# WORK INSTRUCTIONS
Which lines in the items below contain the word "surface"? Copy each of those lines in full.

# GIVEN INFORMATION
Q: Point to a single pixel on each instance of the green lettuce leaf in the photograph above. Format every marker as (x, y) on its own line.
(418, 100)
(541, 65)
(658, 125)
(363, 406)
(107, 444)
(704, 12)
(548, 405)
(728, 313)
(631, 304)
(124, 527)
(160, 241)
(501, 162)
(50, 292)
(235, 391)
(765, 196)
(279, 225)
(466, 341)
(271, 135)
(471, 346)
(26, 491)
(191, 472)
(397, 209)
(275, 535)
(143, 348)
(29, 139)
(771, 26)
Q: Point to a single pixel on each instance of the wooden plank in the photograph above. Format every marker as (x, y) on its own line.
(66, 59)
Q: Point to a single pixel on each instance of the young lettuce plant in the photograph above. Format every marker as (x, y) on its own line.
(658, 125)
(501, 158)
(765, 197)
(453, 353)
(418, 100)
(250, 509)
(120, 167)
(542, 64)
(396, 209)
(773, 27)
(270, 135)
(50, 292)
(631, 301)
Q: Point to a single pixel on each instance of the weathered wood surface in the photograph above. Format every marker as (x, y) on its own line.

* * *

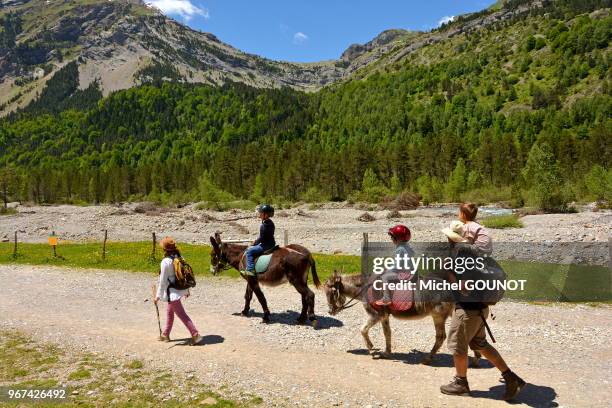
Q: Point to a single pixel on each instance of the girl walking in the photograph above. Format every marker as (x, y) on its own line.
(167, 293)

==

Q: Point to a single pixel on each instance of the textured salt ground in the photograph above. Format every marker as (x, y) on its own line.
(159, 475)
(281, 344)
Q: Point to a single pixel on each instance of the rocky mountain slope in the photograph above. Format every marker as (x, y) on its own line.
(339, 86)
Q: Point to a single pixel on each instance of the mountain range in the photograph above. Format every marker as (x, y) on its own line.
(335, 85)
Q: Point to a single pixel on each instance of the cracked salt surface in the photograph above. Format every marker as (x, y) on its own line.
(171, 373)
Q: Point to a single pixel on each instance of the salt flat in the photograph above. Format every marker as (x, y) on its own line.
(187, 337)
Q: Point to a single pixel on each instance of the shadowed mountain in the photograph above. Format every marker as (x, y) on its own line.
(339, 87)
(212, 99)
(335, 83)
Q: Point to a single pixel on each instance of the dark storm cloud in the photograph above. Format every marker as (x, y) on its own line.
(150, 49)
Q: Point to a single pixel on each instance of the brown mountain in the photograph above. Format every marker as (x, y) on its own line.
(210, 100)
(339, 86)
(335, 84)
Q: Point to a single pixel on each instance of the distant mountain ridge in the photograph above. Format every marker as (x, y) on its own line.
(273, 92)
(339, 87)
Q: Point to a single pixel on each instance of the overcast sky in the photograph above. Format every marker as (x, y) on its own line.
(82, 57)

# FINAL RESULT
Q: Point to a single pixel on each instance of the weathered wood surface in the photograph above. Format every marker as (x, y) on its own line.
Q: Point to a single pixel on each instance of the cracked salt surface in the photograph above. Format every marker as (x, y) on its own line.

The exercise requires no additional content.